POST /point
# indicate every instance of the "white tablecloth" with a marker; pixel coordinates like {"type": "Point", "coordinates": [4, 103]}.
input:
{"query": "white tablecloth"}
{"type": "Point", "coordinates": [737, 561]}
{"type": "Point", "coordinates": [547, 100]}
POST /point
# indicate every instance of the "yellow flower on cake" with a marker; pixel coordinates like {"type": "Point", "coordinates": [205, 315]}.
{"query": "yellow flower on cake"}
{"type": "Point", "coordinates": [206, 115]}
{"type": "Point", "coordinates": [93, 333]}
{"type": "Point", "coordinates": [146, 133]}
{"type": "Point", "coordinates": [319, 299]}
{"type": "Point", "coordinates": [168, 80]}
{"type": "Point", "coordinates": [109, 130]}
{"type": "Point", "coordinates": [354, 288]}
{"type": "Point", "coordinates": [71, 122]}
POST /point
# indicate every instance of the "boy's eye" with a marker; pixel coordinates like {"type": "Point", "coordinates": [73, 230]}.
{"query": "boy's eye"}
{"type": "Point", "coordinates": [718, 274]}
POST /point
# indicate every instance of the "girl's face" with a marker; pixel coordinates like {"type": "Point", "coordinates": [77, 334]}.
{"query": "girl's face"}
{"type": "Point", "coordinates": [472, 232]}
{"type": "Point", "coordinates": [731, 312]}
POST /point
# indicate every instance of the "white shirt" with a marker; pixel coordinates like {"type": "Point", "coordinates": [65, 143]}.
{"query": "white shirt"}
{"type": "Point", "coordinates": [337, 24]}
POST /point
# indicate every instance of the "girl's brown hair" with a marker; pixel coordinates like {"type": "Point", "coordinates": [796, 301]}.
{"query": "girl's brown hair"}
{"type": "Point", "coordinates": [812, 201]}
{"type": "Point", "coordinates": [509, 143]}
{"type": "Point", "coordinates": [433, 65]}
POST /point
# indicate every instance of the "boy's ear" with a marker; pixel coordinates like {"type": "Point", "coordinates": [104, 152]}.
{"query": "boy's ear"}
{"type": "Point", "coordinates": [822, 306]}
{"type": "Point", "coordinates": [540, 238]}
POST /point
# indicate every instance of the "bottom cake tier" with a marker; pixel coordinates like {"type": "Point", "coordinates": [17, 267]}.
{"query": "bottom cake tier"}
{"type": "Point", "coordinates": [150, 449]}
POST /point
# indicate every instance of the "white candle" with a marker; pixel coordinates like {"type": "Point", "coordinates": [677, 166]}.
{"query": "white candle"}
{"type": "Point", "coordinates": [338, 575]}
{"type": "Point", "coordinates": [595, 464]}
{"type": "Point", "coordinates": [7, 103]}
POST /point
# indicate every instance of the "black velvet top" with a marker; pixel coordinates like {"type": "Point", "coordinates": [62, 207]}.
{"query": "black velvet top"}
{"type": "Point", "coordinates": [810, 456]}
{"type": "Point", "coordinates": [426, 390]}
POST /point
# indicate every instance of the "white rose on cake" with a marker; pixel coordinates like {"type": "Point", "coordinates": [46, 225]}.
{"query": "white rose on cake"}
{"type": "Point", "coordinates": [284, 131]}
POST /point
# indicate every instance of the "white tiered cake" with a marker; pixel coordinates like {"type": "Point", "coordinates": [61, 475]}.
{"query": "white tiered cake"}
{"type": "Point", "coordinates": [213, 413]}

-=-=-

» TASK BRIEF
Would you please copy every line from the listing above that contains the word "with"?

» RESPONSE AREA
# indicate every instance of the "white tablecloth" with a marker; pixel coordinates like {"type": "Point", "coordinates": [4, 103]}.
# indicate every instance of the "yellow flower on cake" with a marker; pixel coordinates like {"type": "Point", "coordinates": [205, 315]}.
# indicate every instance of the "boy's eye" with a marker; pixel coordinates like {"type": "Point", "coordinates": [73, 230]}.
# indicate every instance of the "girl's face" with a marker; pixel coordinates like {"type": "Point", "coordinates": [77, 334]}.
# indicate every instance of the "white shirt" with a marker; pixel coordinates like {"type": "Point", "coordinates": [65, 143]}.
# indicate every instance of the "girl's brown hair" with a marker; pixel coordinates like {"type": "Point", "coordinates": [796, 301]}.
# indicate every instance of the "boy's ear" with a marker; pixel coordinates like {"type": "Point", "coordinates": [104, 152]}.
# indicate every instance of the "bottom cake tier" with a marker; pixel coordinates like {"type": "Point", "coordinates": [17, 267]}.
# indicate every instance of the "white candle" with a marker; pixel coordinates like {"type": "Point", "coordinates": [677, 166]}.
# indicate every instance of the "black velvet top" with a marker; pixel coordinates like {"type": "Point", "coordinates": [62, 207]}.
# indicate every instance of the "white rose on cake" with a marker; pixel coordinates like {"type": "Point", "coordinates": [46, 225]}.
# indicate every instance of the "white tiered cake" with a marker; pixel coordinates like {"type": "Point", "coordinates": [61, 475]}.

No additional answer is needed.